> [AUFGABENSTELLUNG] Gib alle folgenden Zeilen als nummerierte Liste wieder und lass dabei Leerzeilen weg.

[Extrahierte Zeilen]
┄┄┄┄┄┄┄┄┄┄

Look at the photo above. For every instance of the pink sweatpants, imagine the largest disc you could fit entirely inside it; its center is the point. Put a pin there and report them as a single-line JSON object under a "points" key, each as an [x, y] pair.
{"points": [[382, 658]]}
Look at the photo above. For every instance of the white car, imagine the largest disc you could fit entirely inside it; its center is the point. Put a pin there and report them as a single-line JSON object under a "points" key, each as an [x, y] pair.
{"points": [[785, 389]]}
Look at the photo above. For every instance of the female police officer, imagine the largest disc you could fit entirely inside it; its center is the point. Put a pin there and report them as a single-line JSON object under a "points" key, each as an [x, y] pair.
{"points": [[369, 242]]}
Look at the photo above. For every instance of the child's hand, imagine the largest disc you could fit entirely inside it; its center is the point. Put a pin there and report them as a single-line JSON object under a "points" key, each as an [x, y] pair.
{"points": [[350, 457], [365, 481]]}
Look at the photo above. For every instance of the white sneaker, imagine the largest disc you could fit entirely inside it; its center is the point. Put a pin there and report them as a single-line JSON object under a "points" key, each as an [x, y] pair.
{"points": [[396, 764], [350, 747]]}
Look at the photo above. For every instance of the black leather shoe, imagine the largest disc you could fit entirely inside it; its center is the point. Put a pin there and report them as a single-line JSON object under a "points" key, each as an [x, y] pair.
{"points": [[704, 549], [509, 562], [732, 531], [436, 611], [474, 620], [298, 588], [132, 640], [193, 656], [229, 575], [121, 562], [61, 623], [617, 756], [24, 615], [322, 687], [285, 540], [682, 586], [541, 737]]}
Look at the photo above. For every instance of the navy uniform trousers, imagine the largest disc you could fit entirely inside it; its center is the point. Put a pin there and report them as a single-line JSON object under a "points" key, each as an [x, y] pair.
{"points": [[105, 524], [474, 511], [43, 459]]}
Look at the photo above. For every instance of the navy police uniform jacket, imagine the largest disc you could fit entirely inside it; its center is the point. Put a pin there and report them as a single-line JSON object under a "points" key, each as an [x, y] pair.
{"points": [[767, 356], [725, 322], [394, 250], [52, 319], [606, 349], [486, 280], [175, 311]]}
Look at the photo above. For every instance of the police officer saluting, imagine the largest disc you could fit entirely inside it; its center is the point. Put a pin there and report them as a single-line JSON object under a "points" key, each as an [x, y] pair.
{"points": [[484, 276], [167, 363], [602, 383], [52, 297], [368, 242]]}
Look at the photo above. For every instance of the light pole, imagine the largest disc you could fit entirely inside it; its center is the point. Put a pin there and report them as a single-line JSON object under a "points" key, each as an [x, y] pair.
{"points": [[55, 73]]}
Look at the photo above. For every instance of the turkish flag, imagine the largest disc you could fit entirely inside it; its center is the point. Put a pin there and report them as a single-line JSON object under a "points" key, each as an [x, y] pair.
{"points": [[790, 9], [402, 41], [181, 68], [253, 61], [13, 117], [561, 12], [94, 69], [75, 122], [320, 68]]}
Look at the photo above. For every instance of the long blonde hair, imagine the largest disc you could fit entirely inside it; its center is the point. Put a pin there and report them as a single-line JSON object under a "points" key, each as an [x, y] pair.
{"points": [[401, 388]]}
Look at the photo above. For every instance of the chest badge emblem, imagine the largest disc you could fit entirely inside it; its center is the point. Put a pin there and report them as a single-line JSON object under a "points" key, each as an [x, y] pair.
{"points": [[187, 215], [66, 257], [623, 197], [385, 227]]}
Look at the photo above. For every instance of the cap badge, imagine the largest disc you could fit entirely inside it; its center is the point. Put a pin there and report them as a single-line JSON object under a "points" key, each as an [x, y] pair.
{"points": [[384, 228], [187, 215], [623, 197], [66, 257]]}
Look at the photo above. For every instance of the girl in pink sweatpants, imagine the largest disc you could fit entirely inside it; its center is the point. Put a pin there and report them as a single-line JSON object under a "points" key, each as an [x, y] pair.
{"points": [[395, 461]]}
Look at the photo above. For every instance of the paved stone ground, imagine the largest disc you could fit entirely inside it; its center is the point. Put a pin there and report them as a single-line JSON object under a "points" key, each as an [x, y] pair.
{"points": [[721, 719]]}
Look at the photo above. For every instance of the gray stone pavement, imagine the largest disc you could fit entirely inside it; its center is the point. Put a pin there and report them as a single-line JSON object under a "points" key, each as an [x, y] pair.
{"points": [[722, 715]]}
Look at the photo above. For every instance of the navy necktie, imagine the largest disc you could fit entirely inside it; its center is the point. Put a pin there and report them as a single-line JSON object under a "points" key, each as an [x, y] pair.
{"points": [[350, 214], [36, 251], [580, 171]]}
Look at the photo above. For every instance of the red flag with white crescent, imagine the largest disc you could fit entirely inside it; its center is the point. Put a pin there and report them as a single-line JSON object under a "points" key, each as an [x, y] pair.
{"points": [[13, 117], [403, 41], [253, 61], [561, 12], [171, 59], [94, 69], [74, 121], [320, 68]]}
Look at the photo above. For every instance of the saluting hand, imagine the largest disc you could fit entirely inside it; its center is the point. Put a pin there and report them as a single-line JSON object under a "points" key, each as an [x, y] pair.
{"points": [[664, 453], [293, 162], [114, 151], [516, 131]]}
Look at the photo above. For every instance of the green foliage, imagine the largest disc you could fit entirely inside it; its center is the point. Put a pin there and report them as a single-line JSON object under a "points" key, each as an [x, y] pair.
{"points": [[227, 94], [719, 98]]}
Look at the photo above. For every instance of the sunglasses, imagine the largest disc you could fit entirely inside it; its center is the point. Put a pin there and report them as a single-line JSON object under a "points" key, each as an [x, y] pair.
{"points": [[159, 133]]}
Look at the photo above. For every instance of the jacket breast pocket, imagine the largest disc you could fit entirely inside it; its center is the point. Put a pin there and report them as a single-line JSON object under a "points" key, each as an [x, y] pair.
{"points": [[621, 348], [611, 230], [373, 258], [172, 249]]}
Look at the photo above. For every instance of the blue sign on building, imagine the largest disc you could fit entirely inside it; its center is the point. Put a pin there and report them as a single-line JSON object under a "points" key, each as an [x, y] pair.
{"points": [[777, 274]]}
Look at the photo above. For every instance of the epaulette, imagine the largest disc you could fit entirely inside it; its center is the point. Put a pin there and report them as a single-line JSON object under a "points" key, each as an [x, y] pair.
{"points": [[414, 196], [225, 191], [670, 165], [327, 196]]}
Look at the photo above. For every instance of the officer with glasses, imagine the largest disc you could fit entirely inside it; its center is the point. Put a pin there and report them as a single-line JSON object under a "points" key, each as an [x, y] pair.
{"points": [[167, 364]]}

┄┄┄┄┄┄┄┄┄┄

> [SCHRIFTLICHE ANTWORT]
1. Look at the photo above. For every instance of the pink sweatpants, imagine the largest disc you could fit entirely inside it; its center is the point. Put a pin there and report them as a single-line JSON object under a "points" key, each as an [x, y] pair.
2. {"points": [[382, 658]]}
3. Look at the photo above. For every instance of the white car, imagine the largest disc you could fit entirely inside it; its center is the point. Put a pin there and report them as a single-line JSON object under a "points" key, each as an [x, y] pair.
4. {"points": [[785, 389]]}
5. Look at the photo above. For every instance of the female police officer, imagine the largest disc you could fit entirely inside it; its center is the point. Put a pin there and report them as a single-line JSON object under a "points" key, each as an [x, y] pair.
6. {"points": [[369, 242]]}
7. Look at the photo above. For every instance of the child's hand, imagine the largest disc you could fit entirely inside it; its center is the point. Put a pin there and report them as a single-line JSON object under a "points" key, each as an [x, y] pair.
8. {"points": [[350, 457], [365, 481]]}
9. Look at the photo above. For every instance of the white sneaker, imagine the largest disc you could fit entirely inside it; its center is the point. Put a pin there and report them as a single-line JSON object under a "points" key, each as an [x, y] pair.
10. {"points": [[396, 764], [350, 747]]}
11. Look at the photo above. For every instance of the black leather shoe, imagine the largest disc you could fit entirely inside it; its center is the point. Put a pin there and report them as a single-line JSON object under a "points" key, each as an [x, y] pair.
12. {"points": [[704, 549], [509, 562], [732, 531], [436, 611], [474, 620], [298, 588], [132, 640], [193, 656], [229, 575], [121, 562], [61, 623], [617, 756], [24, 615], [322, 687], [285, 540], [682, 586], [541, 737]]}
13. Look at the photo above. For every instance of the navy uniform trousers, imagine the largest disc you could fit entirely inside it; its center is the point. Put a pin there and report them as a single-line JSON object under a "points" key, each as an [x, y] pair.
14. {"points": [[105, 524], [474, 511], [43, 459]]}
15. Look at the photo above. For every instance of the navy police uniform jacket, imagine the largest disc you could fit entirely inside it; its center is the point. Put a pin there and report them as a single-line JSON object under a "points" key, each as an [x, y] pair.
16. {"points": [[767, 356], [725, 322], [394, 250], [52, 319], [606, 349], [486, 280], [175, 311]]}
17. Look at the photo above. For every instance of the police officer saluting, imagine the largest disc you could fit entirely inside it; its center is the point. Put a pin there and report them as a single-line JSON object under a "points" key, each as an [x, y] pair.
18. {"points": [[484, 276], [167, 363], [602, 383], [52, 297], [368, 242]]}
19. Look at the photo above. For every instance of the light pole, imagine the largest disc you could fit entirely inside it; its center is the point. Put a pin there and report them as a single-line JSON object under a "points" key, each as an [x, y] pair.
20. {"points": [[55, 73]]}
21. Look at the photo above. For every instance of the turkish flag, imagine the largest disc you could fit entirely inside it; its center is the point. Put a pin there and report them as a single-line JSON object under a "points" key, each as an [x, y] pair.
22. {"points": [[790, 9], [402, 41], [181, 68], [253, 61], [13, 117], [561, 12], [94, 69], [75, 122], [320, 68]]}
23. Look at the photo above. For every instance of the long blonde hair, imagine the largest disc you could fit entirely inside it; its center is the point. Put a pin there and report them as a single-line JSON object under a "points" key, each as an [x, y] pair.
24. {"points": [[401, 388]]}
25. Look at the photo above. For every instance of the chest badge emblem, imagine the largest disc you could fit entirely inside it; its center is the point. Put a pin there and report them as a single-line JSON object under a "points" key, each as an [x, y] pair.
26. {"points": [[187, 215], [66, 257], [623, 197], [385, 227]]}
27. Look at the photo above. For every instance of the cap badge, imagine the largest disc you could fit entirely inside it; its center is the point. Put a pin there and report them as a single-line JSON object under a "points" key, each as an [x, y] pair.
28. {"points": [[384, 228], [187, 215], [623, 197], [66, 257]]}
29. Look at the photo above. For every instance of the girl in pink sweatpants, imagine the largest disc you could fit entirely inside it; its center is the point. Put a pin there and report them as a single-line JSON object under a "points" key, each as an [x, y] pair.
30. {"points": [[395, 461]]}
31. Look at the photo above. For every instance of the paved stone ground, imagine the largest disc you could fit entirely inside it; its center is the point. Put a pin there and report them as a single-line JSON object under a "points" key, each as an [x, y] pair.
32. {"points": [[721, 719]]}
33. Look at the photo above. For every instance of the gray stone pavement, imagine the largest disc you could fit entirely inside it; its center is the point. Put a pin there and report them as a single-line JSON object under a "points" key, each as an [x, y] pair.
34. {"points": [[722, 715]]}
35. Look at the photo above. For every instance of the navy necktie, imagine the largest disc you could fit entirely inside it; its center is the point. Put a pin there and report them as a single-line JSON object under a "points" key, each as an [x, y] pair.
36. {"points": [[350, 214], [36, 251], [580, 171]]}
37. Look at the photo above. For every instance of the red flag with white crescent, imagine the largest disc you could fit entirely inside it; its center is the point. Put a pin there and report them as a single-line JSON object under a "points" key, each as an [x, y] pair.
38. {"points": [[13, 117], [403, 41], [253, 61], [561, 12], [171, 59], [94, 69], [74, 121], [320, 68]]}
39. Look at the photo above. For every instance of the saluting hand, imagine the largest disc you could fit entirely inside it; its center is the point. Put a pin there and report them as a single-line JSON object under a "points" key, each as an [x, y] pair.
40. {"points": [[664, 453], [293, 162], [114, 151], [516, 131]]}
41. Look at the photo above. For every instance of the green foliage, imagine the largest disc you could fit entirely inside it; its center is the point. Put a pin there and report them as a single-line JSON object under a "points" key, each as an [x, y] pair.
42. {"points": [[227, 94], [719, 98]]}
43. Look at the photo above. For every instance of the sunglasses, imagine the largest disc you could fit entirely inside it; its center is the point. Put a pin there and report them as a single-line JSON object under a "points" key, each as an [x, y] pair.
44. {"points": [[159, 133]]}
45. Look at the photo above. For every instance of the jacket breast pocket, imagine the largest disc you could fit entirely inside it; its center is the point. Put a pin there and report them as a single-line JSON object under a "points" key, each as an [x, y] pair.
46. {"points": [[621, 348], [611, 230], [373, 258], [172, 249]]}
47. Look at the photo above. For every instance of the blue sign on building, imagine the largest disc you could fit entirely inside it; its center is the point. Put a pin there and report them as a single-line JSON object under a "points" key, each as an [x, y] pair.
48. {"points": [[777, 274]]}
49. Look at the photo above. For every instance of the epaulette, imagine the largest disc you could fit entirely inside it; its center is the point. Put a pin there and report them as a single-line JSON object under a "points" key, each as an [x, y] pair.
50. {"points": [[414, 196], [225, 191], [670, 165], [327, 196]]}
51. Look at the photo above. For every instance of the officer with glasses, imagine the largest disc you could fit entirely inside it; its center is the point. Put a pin there and report them as a single-line JSON object under a "points" key, each as an [x, y] pair.
52. {"points": [[167, 364]]}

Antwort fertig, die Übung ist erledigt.